• **DOCUMENT SOURCE**
Bellefonte

J’aime beaucoup Bellefonte, ce coup de cœur de Talleyrand, coquet vestige industrieux tout en briques, aux anciennes cheminées d’usine et aux moulins suspendus sur une rivière gonflée de printemps. L’eau et les rails se faufilent entre les collines appalachiennes, dans des bois aux consonances amérindiennes. Chasse aux œufs pailletés sous le déluge (disons plutôt une session de football américain dans un champ de boue parsemé de boules en plastique, à saisir dans la bousculade et les larmes – mais quel carnage et quelle étrange notion de Pâques), un aller-retour dans une vieille locomotive restaurée par la société des chemins de fer historiques, et pour finir, latte et chocolats chauds dans un café bobo, à lire Feynman, pendant que les garçons travaillent leurs manuels de français. La paix et la merveilleuse compagnie.

The Bellefonte Central Railroad: (gauche) Un train BCRR quitte State College, circa 1910; (droite) Conducteur George R. Parker et son “bateau” à la station BCRR derrière l’ancien Main Engineering Building.

• **DONNÉES FOURNIES**
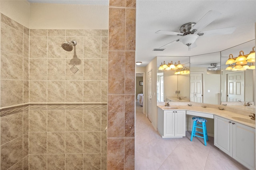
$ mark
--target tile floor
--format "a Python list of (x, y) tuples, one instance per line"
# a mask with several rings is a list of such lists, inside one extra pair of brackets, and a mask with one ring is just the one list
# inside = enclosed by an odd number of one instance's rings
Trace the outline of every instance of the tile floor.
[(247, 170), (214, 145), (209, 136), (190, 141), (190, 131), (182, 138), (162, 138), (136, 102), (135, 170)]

• **CONSIGNES**
a – Imprimez le passage du texte sur Bellefonte qui commence par « J’aime beaucoup Bellefonte, ce » et va jusqu'à « la merveilleuse compagnie. ».
b – Répondez à ces questions sur le texte consacré à Bellefonte :
(i) Quel auteur est lu au café ?
(ii) Comment s'appelle le conducteur mentionné dans la légende ?
(iii) De quelle ville le train BCRR part-il vers 1910 ?
c – Poursuivez le texte sur Bellefonte à partir de l'endroit où il s'arrête.
Ces enregistrements proviennent d'une autre source.

• **RÉSULTATS FINAUX**
a –
J’aime beaucoup Bellefonte, ce coup de cœur de Talleyrand, coquet vestige industrieux tout en briques, aux anciennes cheminées d’usine et aux moulins suspendus sur une rivière gonflée de printemps. L’eau et les rails se faufilent entre les collines appalachiennes, dans des bois aux consonances amérindiennes. Chasse aux œufs pailletés sous le déluge (disons plutôt une session de football américain dans un champ de boue parsemé de boules en plastique, à saisir dans la bousculade et les larmes – mais quel carnage et quelle étrange notion de Pâques), un aller-retour dans une vieille locomotive restaurée par la société des chemins de fer historiques, et pour finir, latte et chocolats chauds dans un café bobo, à lire Feynman, pendant que les garçons travaillent leurs manuels de français. La paix et la merveilleuse compagnie.

b –
(i) Feynman
(ii) George R. Parker
(iii) State College

c –
Richard in love

Richard Feynman et son Surely You’re Joking Mr Feynman, est la raison principale pour laquelle j’ai choisi d’aller à Caltech pour mon postdoc. Mais on m’a raconté de drôles d’histoires à Caltech. Et Mme C. aussi, m’a raconté bien des choses. J’étais prête à le dépeindre comme un horrible womanizer dans mon chapitre – et je me décide tout de même à re-vérifier mes sources. Je tombe sur un article de Sotheby’s qui met en vente ses lettres d’amour à sa première femme. Son premier et grand amour, décédée à 25 ans de tuberculose, alors qu’il travaillait à Los Alamos sur le projet Manhattan. Jusqu’à la fin, aveuglé malgré son amour, ou par son amour, il lui aura écrit d’être plus « gentille », d’arrêter de pleurer et de se plaindre… Ce n’est que dans son avant-dernière lettre qu’il finit par comprendre.

My Wife:
I am always too slow. I always make you miserable by not understanding soon enough. I understand now. I’ll make you happy now.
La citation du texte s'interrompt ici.